======== The records
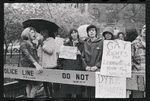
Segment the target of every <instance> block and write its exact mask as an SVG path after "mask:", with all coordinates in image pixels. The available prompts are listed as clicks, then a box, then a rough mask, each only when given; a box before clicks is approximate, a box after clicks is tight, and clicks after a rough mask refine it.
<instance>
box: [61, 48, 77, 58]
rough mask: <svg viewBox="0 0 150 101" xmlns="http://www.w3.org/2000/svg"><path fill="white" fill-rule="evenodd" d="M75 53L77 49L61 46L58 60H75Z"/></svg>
mask: <svg viewBox="0 0 150 101" xmlns="http://www.w3.org/2000/svg"><path fill="white" fill-rule="evenodd" d="M76 53H77V47H73V46H64V45H62V46H61V48H60V53H59V58H65V59H73V60H76V58H77V54H76Z"/></svg>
================
● **Requirement**: Display each line of the listing above that contains the string "http", reproducing every such line in full.

● **Solved problem**:
rough mask: <svg viewBox="0 0 150 101" xmlns="http://www.w3.org/2000/svg"><path fill="white" fill-rule="evenodd" d="M75 53L77 49L61 46L58 60H75Z"/></svg>
mask: <svg viewBox="0 0 150 101" xmlns="http://www.w3.org/2000/svg"><path fill="white" fill-rule="evenodd" d="M76 53H77V47H73V46H64V45H62V46H61V48H60V53H59V58H65V59H73V60H76V58H77V54H76Z"/></svg>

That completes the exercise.